→ **Instruction**:
Reproduce the material verbatim from its first line through the line that contains "column 303, row 773", including that line.
+-------+
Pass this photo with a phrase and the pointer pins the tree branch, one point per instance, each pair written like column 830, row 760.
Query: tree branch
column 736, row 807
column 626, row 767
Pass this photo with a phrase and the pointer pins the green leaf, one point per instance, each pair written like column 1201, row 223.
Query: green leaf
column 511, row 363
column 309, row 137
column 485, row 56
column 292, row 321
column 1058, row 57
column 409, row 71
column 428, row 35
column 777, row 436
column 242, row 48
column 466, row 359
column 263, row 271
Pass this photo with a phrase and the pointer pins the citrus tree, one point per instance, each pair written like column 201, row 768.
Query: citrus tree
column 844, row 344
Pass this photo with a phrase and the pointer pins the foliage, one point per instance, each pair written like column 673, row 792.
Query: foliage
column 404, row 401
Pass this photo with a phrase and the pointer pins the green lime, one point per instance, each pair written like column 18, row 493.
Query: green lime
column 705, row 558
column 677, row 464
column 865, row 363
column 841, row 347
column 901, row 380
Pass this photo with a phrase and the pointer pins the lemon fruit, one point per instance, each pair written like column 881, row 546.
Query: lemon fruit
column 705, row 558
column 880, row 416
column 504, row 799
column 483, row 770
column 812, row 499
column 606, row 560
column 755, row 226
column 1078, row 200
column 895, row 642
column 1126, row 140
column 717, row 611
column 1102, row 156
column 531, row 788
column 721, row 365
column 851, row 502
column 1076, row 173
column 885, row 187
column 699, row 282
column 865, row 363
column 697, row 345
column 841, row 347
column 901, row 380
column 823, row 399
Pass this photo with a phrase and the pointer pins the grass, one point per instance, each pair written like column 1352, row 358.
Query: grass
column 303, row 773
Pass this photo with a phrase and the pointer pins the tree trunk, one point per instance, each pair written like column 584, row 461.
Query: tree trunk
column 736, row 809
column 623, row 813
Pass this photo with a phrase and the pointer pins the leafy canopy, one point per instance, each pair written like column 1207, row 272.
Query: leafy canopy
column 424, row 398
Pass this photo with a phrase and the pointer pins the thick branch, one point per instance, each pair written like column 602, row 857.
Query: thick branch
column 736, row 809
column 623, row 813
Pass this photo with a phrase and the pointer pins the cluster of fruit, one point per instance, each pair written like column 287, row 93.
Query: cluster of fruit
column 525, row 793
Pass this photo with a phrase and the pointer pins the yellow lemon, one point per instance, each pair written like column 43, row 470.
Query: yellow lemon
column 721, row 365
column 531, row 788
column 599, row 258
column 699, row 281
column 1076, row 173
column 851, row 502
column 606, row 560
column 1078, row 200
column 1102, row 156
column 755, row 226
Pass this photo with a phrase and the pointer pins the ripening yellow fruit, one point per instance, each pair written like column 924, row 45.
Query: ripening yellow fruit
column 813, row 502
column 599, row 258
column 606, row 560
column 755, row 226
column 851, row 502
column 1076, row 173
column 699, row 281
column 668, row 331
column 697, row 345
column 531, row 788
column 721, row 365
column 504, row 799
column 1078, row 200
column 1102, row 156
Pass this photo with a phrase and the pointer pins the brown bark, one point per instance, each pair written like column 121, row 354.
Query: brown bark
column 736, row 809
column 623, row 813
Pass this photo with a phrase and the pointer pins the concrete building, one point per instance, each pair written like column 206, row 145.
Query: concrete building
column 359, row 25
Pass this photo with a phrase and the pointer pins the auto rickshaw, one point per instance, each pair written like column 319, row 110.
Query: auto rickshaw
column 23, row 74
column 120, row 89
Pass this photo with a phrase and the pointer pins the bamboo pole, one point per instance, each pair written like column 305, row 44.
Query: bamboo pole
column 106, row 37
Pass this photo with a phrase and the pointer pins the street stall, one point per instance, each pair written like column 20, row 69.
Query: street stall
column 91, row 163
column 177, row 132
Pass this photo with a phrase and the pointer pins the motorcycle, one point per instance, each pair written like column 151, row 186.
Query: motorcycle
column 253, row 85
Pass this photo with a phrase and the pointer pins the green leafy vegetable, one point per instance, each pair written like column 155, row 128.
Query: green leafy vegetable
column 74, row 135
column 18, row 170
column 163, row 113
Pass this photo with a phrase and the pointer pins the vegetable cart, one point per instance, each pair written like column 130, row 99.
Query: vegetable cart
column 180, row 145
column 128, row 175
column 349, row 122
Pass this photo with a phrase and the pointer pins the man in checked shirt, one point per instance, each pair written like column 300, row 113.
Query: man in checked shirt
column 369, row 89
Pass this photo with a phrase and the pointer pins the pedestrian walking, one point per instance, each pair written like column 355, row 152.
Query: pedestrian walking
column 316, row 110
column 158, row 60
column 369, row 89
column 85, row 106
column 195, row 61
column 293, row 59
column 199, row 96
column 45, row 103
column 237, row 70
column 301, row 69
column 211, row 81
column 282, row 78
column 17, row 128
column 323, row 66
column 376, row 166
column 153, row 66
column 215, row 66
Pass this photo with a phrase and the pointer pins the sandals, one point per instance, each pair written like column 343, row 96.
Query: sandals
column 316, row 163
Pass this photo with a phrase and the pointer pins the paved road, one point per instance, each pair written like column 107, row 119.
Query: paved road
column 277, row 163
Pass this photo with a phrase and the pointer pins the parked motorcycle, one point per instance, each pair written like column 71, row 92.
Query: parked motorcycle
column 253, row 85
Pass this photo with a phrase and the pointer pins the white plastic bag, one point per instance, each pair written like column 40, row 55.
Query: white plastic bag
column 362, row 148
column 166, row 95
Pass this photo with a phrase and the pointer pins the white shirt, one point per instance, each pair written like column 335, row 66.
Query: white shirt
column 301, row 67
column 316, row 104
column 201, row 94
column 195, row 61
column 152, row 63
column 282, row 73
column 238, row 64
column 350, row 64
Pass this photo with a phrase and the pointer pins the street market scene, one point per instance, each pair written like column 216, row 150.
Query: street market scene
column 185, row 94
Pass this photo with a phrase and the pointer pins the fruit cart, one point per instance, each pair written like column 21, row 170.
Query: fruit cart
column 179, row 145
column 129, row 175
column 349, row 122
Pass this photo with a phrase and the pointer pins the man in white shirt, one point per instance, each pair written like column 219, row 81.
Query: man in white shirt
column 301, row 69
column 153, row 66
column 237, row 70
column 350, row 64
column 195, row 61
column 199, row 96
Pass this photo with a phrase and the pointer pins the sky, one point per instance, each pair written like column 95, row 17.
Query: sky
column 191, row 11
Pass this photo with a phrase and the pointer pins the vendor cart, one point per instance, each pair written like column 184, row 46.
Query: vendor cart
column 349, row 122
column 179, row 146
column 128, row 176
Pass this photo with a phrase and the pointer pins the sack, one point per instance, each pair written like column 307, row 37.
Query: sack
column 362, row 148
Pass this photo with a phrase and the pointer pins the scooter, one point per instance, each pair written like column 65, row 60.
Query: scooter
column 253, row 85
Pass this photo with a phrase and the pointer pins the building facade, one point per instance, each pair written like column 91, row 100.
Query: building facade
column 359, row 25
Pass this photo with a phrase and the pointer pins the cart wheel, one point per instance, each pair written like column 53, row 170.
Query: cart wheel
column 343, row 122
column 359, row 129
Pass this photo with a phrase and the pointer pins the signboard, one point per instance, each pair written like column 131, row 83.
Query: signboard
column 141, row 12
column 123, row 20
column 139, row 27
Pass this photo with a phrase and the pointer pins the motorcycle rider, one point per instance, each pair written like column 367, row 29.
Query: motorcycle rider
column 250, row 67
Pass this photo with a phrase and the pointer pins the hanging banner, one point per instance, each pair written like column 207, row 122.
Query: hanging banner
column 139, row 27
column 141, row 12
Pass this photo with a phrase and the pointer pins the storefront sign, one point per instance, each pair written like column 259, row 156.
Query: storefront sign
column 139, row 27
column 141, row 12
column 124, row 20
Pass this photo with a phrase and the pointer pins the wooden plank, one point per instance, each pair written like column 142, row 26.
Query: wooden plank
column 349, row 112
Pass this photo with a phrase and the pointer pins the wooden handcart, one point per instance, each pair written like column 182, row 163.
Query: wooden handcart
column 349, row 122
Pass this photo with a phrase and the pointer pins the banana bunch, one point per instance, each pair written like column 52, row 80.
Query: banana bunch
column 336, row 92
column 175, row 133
+-------+
→ **Response below**:
Pass this photo with a phrase and the pointer pins the tree branch, one point per instance, each pair written like column 830, row 760.
Query: tree branch
column 736, row 807
column 626, row 767
Pass this photo with a phrase and the pointer pins the green leaf, one point per instance, each pair written like column 1201, row 223.
Query: green leaf
column 511, row 363
column 309, row 137
column 485, row 56
column 292, row 321
column 1058, row 57
column 409, row 71
column 428, row 35
column 777, row 436
column 242, row 48
column 466, row 359
column 263, row 271
Pass this photo with a phrase and the pointer pins the citrus tree, one point per instance, each pair written like column 201, row 768.
Query: citrus tree
column 844, row 344
Pass this photo with a phrase and the pointer pins the foliage, one point per instance, each pair written like column 673, row 792.
Query: foliage
column 404, row 401
Pass this photo with a phrase and the pointer pins the green lime, one point per instance, each pair written like column 18, row 493.
Query: green lime
column 705, row 558
column 677, row 464
column 865, row 363
column 841, row 347
column 901, row 380
Pass this photo with a phrase and the pointer pins the lemon fruit, one point per instance, each pair written like column 881, row 546.
Query: lemon fruit
column 705, row 558
column 880, row 416
column 504, row 799
column 483, row 770
column 812, row 499
column 606, row 560
column 755, row 226
column 1078, row 200
column 895, row 642
column 1126, row 140
column 717, row 611
column 1102, row 156
column 531, row 788
column 721, row 365
column 851, row 502
column 1076, row 173
column 885, row 187
column 699, row 282
column 865, row 363
column 697, row 345
column 841, row 347
column 901, row 380
column 823, row 399
Pass this photo with a phrase and the pointer pins the grass, one point per instance, each pair written like column 1352, row 358.
Query: grass
column 303, row 773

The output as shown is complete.